= DATA LISTING =
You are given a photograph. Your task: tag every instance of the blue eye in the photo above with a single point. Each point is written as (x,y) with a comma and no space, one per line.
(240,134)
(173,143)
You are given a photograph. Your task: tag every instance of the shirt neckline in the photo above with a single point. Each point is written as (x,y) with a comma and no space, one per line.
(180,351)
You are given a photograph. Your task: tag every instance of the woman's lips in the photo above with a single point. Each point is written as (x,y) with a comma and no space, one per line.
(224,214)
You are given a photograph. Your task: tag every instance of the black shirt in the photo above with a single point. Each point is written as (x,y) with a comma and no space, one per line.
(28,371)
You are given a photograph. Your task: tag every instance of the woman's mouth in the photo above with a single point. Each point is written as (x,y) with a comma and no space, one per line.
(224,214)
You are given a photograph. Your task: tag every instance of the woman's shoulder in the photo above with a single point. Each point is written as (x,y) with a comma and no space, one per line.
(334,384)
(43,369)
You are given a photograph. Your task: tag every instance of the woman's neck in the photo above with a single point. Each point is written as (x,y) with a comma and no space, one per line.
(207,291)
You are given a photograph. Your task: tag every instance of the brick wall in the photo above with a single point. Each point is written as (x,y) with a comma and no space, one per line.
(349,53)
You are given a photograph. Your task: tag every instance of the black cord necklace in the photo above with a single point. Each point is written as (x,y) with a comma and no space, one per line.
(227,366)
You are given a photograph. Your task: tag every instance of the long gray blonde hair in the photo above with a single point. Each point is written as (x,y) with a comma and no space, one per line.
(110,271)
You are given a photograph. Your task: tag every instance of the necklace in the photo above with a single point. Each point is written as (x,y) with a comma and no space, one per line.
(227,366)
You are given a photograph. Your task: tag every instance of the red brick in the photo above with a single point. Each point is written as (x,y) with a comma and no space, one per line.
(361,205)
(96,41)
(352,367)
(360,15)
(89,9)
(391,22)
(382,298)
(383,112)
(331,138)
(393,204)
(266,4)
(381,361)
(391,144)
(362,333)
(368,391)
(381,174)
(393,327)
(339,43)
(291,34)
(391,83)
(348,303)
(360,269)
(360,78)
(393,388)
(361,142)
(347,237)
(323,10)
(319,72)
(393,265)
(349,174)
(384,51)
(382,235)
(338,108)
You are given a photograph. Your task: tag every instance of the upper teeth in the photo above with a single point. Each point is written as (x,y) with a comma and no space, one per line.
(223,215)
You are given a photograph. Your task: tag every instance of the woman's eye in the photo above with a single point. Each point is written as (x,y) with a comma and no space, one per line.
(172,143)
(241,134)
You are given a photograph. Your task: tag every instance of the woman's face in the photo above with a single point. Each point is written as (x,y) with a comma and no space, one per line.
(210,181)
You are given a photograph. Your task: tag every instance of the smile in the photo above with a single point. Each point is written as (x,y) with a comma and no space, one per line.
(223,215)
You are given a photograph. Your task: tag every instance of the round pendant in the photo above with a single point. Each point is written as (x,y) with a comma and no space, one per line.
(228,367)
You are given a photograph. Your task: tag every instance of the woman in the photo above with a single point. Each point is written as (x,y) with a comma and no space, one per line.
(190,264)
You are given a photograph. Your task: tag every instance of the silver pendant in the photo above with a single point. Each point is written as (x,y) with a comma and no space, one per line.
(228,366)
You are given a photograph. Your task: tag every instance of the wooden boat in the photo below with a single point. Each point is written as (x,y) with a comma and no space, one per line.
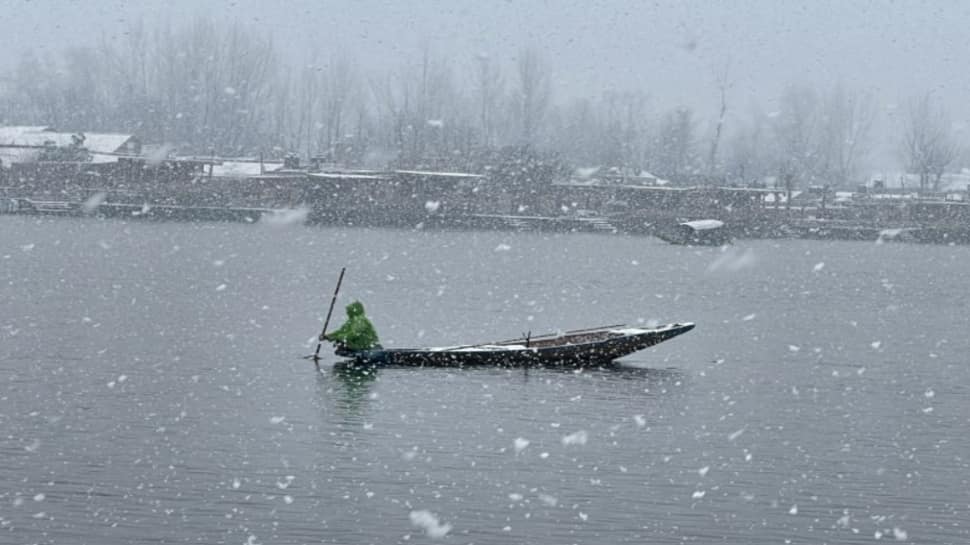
(581,348)
(695,233)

= TASK OBJECTIVE =
Retype every entry above word for word, leaving out the pictures.

= RESULT =
You are given a photograph. Your task: tag every instance of the blue eye in the photo above with a single point. Each point is written as (x,y) with a comma and no space, one per line.
(240,134)
(173,143)
You are given a photograph. Your task: tag every instance of the shirt neckline in the photo above with a single point. Each point is written as (x,y) with a comma and no space, one per line.
(180,351)
You are given a photograph. Your task: tag every instance of the woman's lips in the photo above with a single point. Each point is written as (x,y) with a comma and no space, one per line.
(224,214)
You are given a photograph. Your task: tag every instance of the black shirt in the photo above with a single point. Each point is written as (x,y) with a comma and no space, one per line.
(28,371)
You are given a photograph. Your task: tag every instance of the woman's mouth in the photo above with a single point. Each point is written as (x,y) with a comma and no space, one per line.
(224,214)
You are given a photograph. Your task: tag every instance of the woman's shoulder in the photo above with a single point. Each point is written as (x,y) with a comma and no space, one per line.
(334,384)
(43,369)
You are given a photograph. Your task: tag every instance of the woman's neck in the photo above with a single point. Each point is written as (x,y) with a comma and no space, one per line.
(207,291)
You are given a photograph. Your task: tag every instance of the brick wall in the photo above with a single point. Each point is written as (x,y) with a comma and no space, one per line.
(349,53)
You are given a photograph. Your task: tag every instance of the black cord necklace in the photo above with a single point. Each point is written as (x,y) with a comma and no space, one per line.
(227,366)
You are given a photograph. Your task: tag every instance of the long gray blonde hair in the photo above with a single point. Each point is written as (x,y) with a comma and no space, one per line.
(110,271)
You are given a photograph. Your task: tag every instance of the necklace in the photo above with a single point. Each point is written as (x,y) with a comma and no space, one per line.
(227,366)
You are given a photograph. Your task: tag every instance of the red brick in the photo above with a single point. Each point is written as (x,y) with a comma and no space, one per line.
(361,205)
(96,41)
(352,367)
(360,15)
(89,9)
(391,22)
(382,298)
(383,112)
(331,138)
(393,204)
(266,4)
(381,361)
(391,144)
(362,333)
(368,391)
(381,174)
(393,327)
(339,43)
(291,34)
(391,83)
(348,303)
(360,269)
(360,78)
(393,388)
(361,142)
(347,237)
(323,10)
(319,72)
(393,265)
(349,174)
(384,51)
(382,235)
(338,108)
You are given a photograph. Your task: tag every instance of the upper teeth in the photo above with a single point. Each point is written as (x,y) with a comma and no space, one per line.
(223,215)
You are given a photograph. Your task: tag every instance of the woman's eye in the photo above with a single point. Each point is written as (x,y) with a comma and no space, one per line.
(172,143)
(241,134)
You are given a photograph. Your task: tag every instance of the woman's face in the photo above with a single point. Each point is written as (x,y) with a comma and no space, one per line.
(210,181)
You are given a photograph. Your task: tag every instance of the smile in the photo above with a single point. Each point is written as (x,y) with a comma and no space, one per line.
(223,215)
You are given a photograph. Your task: tag every instance of the round pendant in the photo above with a single point. Each point is written as (x,y) with a comma and no space, one per line.
(228,367)
You are given a photograph. Your task: tag every instance of the woman in the photo above with a single point. Each point is written as (x,y) with a comma and no space, one per line.
(190,264)
You are given a photograph. Your task: tag every instance of the silver pendant in the photo above with a single point. Each point is written as (x,y) with a comma and no space, one per line.
(228,366)
You are given a photograph. Your task: tag every instance of the wooden boat in the photo below with a single point. Each point is written as (x,y) with a comma and no space, one per line.
(581,348)
(695,233)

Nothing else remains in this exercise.